◆ Given text:
◇ ◇ ◇ ◇ ◇

Lifting the ban on sleeping in parks constituted perhaps the simplest gesture the city might have made in response to the heat wave and one that could have saved lives. Not only had the “sleepy Park Commissioners” done nothing, few city officials had taken steps to relieve the plight of New Yorkers during the crisis. “Up to this time the only city bureaus which have taken any cognizance of the heat plague are the Street Cleaning and the Public Works departments,” the paper noted, referring to the flushing of the streets specifically. “When men, women and children are forced to the roofs and the fire-escapes and to the hard planks of a pier in order to obtain a night’s rest,” the writer concluded, “it certainly seems as if the time had come to throw away ‘Keep off the grass’ signs in the parks and to suspend any rules or regulations which prevent the public from resting in the parks after dark.” It was a rare call for government action during the heat wave and might have pressed the mayor to finally call an emergency meeting of departments the very next day.

Other city departments had been dealing with the demands of the heat wave all week. In the twenty-four-hour period ending at noon on Wednesday, August 12, more deaths were recorded than ever before in New York’s history. The filing of these 335 death certificates placed a great burden on the two clerks in the coroner’s office, who themselves risked prostration from their increased workload. “The filing of certificates,” said the city registrar, Dr. Tracy, “is somewhat a matter of physical capacity. Most of the time we have two clerks busy writing burial permits. They can write so many permits and take in so many certificates in twenty-four hours and no more. Their full capacity is taxed now, and many persons are waiting in line for permits most of the time.”

Desperate measures had to be taken to get the job done. Even the coroners had been drafted into doing clerical work, simply to allow families to bury their dead. In a poor bit of timing, Coroner Hoeber was on vacation during much of the heat wave, making even more work for the personnel who remained. Hoeber’s secretary, Joseph Cassner, pitched in to take up the slack, and by noon on Wednesday had worked thirty hours straight. Throughout the city funerals were delayed as the four coroner’s physicians could not keep up with requests to visit every home with a corpse and make a ruling on the causes and circumstances of death. The four men made heroic efforts to crisscross the city, visiting tenements often miles apart while climbing hundreds of flights of stairs. All of this exertion, of course, occurred during the most extreme heat any of them had ever experienced.

◇ ◇ ◇ ◇ ◇

Saved entries
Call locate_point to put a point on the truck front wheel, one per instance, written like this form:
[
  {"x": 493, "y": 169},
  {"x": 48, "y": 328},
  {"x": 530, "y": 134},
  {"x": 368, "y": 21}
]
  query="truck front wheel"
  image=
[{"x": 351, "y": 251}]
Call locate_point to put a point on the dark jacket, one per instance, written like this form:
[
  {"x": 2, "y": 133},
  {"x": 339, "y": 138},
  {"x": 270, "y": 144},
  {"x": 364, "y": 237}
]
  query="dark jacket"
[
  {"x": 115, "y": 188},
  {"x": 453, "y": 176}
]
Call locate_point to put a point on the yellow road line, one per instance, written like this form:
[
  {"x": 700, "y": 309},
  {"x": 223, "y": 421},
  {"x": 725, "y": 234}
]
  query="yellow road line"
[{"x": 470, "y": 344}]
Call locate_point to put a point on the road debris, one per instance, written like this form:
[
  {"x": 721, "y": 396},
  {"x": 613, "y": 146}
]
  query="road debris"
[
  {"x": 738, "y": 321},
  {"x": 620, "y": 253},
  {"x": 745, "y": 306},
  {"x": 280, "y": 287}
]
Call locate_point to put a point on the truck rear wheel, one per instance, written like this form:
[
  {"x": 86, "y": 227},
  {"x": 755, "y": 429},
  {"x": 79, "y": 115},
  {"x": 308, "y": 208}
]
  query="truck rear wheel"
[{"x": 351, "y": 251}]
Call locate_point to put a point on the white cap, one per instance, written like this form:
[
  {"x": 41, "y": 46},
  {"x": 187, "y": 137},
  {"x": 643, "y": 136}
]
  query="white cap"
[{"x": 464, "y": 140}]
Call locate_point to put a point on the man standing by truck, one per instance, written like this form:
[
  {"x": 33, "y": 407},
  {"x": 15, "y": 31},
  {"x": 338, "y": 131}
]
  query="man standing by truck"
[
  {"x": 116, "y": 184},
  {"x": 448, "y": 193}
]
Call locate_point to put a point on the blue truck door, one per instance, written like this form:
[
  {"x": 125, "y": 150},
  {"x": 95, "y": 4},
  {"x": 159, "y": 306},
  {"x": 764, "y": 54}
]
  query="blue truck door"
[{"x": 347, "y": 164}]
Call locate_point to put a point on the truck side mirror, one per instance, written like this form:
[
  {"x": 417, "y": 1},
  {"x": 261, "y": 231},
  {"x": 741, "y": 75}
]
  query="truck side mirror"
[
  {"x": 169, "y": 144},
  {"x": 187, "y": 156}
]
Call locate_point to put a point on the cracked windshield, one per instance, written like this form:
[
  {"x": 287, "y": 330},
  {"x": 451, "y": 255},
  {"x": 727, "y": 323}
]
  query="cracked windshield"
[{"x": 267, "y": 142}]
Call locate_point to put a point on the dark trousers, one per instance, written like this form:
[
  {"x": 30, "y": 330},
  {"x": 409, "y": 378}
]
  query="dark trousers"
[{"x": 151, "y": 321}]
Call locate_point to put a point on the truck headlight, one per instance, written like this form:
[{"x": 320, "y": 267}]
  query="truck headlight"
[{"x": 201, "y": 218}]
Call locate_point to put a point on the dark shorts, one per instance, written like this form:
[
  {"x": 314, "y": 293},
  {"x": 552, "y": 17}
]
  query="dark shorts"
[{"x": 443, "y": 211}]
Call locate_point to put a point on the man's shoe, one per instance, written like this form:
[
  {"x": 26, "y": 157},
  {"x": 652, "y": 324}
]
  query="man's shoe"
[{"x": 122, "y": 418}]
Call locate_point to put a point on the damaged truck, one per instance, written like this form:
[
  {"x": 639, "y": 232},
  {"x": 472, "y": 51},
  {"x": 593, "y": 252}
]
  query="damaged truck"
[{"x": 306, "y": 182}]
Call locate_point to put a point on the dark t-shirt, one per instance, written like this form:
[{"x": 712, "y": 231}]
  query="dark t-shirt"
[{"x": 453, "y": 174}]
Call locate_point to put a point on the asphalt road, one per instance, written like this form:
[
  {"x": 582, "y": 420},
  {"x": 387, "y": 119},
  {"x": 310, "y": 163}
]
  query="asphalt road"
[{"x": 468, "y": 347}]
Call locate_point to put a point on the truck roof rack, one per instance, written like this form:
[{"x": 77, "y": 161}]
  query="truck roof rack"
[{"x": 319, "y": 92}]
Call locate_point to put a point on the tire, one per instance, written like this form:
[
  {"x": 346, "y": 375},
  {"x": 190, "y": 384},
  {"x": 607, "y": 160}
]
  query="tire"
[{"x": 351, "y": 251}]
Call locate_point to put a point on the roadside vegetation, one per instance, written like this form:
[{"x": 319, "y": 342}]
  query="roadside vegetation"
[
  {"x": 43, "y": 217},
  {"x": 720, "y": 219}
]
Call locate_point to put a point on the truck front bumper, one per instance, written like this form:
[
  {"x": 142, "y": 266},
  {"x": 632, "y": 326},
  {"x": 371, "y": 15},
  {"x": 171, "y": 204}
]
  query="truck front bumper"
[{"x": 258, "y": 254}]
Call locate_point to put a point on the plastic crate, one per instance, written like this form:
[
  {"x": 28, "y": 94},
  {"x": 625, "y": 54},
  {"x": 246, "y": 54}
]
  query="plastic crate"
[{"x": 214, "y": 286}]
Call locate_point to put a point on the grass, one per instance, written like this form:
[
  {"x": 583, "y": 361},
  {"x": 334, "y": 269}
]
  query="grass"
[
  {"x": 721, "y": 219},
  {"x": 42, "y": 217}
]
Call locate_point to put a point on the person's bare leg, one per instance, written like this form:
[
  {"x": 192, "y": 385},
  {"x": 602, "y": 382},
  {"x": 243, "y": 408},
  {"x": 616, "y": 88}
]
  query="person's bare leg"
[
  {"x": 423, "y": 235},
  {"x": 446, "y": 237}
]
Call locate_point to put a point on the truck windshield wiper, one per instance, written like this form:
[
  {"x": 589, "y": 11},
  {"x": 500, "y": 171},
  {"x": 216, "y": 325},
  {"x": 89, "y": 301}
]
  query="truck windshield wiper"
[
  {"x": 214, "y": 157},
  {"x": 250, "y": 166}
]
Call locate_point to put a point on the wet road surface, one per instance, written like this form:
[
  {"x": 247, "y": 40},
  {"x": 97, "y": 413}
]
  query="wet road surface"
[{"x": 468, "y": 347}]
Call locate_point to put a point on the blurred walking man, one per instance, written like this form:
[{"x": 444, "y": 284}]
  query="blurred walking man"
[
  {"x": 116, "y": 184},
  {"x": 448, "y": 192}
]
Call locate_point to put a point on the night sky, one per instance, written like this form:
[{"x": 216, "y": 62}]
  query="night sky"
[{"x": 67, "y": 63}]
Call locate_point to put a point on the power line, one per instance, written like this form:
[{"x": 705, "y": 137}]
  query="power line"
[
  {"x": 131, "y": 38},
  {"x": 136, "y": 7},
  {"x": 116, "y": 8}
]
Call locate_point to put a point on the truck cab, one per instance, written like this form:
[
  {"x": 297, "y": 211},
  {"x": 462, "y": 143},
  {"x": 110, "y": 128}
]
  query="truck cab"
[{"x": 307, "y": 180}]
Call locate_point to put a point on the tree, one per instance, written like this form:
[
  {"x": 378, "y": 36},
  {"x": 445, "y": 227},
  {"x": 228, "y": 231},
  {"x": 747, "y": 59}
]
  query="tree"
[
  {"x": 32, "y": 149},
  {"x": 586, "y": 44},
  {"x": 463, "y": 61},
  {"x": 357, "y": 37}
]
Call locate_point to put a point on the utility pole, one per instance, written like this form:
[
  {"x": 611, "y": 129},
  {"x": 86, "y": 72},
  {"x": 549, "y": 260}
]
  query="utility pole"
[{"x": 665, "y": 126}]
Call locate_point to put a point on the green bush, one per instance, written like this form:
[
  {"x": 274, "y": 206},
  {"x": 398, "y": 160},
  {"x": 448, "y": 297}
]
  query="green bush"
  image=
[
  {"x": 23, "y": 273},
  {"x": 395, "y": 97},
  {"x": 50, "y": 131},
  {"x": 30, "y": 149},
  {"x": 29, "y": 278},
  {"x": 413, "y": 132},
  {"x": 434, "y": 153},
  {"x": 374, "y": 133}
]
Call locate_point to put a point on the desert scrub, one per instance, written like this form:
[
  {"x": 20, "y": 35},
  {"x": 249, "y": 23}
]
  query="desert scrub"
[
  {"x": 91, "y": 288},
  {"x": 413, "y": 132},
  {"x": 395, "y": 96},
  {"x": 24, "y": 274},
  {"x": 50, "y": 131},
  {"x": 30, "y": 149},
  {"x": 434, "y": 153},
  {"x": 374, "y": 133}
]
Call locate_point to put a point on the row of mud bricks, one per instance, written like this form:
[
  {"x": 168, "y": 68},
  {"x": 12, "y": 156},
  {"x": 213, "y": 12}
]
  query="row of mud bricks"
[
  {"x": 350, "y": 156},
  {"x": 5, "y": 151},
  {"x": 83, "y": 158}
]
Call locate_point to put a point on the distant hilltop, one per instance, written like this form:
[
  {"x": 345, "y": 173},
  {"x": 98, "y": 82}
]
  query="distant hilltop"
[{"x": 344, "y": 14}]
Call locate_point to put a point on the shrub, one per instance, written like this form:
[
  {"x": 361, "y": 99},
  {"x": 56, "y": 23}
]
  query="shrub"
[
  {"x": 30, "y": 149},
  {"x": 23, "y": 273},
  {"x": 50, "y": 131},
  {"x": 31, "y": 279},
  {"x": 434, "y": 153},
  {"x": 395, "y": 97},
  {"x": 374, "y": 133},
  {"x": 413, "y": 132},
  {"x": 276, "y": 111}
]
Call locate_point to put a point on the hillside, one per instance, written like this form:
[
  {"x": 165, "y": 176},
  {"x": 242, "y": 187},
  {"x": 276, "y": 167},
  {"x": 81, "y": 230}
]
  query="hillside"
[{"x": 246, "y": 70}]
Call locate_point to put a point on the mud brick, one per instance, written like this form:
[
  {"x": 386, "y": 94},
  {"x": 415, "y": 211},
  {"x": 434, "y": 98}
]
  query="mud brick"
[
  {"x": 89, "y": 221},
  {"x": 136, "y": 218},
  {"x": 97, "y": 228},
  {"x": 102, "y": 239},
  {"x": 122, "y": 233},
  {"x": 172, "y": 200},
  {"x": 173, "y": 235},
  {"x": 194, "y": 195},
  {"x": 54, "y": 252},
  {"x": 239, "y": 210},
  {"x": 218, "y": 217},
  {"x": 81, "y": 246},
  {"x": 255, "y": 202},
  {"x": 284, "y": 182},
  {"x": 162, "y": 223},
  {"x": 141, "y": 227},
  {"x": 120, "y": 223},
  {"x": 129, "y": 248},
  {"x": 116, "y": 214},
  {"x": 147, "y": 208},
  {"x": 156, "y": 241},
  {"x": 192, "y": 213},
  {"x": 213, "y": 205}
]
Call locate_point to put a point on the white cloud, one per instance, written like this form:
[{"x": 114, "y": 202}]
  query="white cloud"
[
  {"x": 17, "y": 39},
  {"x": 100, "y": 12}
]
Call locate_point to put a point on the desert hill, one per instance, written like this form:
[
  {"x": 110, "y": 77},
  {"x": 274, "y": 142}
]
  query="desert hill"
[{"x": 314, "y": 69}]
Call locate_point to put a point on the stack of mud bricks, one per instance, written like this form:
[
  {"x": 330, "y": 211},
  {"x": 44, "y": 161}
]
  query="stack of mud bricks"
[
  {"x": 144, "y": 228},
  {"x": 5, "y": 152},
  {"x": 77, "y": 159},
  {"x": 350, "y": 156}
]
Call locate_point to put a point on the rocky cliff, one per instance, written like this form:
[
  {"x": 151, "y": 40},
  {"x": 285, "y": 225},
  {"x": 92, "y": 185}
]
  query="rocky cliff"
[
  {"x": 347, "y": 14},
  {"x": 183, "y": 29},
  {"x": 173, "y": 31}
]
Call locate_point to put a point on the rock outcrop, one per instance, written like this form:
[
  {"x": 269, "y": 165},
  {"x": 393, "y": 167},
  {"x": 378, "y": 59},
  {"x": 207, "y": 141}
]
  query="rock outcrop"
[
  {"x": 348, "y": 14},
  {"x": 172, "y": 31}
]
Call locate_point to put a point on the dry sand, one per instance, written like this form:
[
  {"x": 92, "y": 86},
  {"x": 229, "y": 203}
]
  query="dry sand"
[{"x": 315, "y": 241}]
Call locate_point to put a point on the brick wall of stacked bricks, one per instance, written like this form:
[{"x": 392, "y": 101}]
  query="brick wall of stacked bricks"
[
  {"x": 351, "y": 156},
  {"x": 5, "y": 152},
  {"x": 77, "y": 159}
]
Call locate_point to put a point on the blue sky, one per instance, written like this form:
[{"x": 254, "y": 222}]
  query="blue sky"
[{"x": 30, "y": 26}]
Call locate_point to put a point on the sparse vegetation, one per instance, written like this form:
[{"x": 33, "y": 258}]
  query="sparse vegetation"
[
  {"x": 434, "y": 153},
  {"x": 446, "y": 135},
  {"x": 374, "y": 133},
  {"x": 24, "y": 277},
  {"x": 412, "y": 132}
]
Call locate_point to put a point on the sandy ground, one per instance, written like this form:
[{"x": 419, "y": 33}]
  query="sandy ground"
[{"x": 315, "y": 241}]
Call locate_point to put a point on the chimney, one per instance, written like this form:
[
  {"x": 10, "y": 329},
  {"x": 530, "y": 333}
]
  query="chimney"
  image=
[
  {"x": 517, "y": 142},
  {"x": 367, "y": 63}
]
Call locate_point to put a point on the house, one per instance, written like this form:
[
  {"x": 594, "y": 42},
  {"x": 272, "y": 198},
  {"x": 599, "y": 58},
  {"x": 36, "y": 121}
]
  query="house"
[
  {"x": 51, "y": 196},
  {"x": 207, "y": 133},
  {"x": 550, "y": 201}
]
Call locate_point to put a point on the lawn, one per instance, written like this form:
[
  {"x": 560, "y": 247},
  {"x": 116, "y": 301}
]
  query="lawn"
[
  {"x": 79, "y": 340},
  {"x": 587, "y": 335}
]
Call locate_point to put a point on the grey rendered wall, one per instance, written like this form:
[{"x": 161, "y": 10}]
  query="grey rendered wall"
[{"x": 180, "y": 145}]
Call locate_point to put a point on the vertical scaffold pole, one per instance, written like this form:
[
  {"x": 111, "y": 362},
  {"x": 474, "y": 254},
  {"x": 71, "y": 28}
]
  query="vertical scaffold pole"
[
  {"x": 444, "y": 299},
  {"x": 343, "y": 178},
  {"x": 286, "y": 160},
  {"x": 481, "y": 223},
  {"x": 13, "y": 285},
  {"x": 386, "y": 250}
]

◇ ◇ ◇ ◇ ◇

◆ About this exercise: Set down, word for word, the portion of the heat wave passage that begins at the words "Desperate measures had" and stops after "had ever experienced.".

◆ Expected answer:
Desperate measures had to be taken to get the job done. Even the coroners had been drafted into doing clerical work, simply to allow families to bury their dead. In a poor bit of timing, Coroner Hoeber was on vacation during much of the heat wave, making even more work for the personnel who remained. Hoeber’s secretary, Joseph Cassner, pitched in to take up the slack, and by noon on Wednesday had worked thirty hours straight. Throughout the city funerals were delayed as the four coroner’s physicians could not keep up with requests to visit every home with a corpse and make a ruling on the causes and circumstances of death. The four men made heroic efforts to crisscross the city, visiting tenements often miles apart while climbing hundreds of flights of stairs. All of this exertion, of course, occurred during the most extreme heat any of them had ever experienced.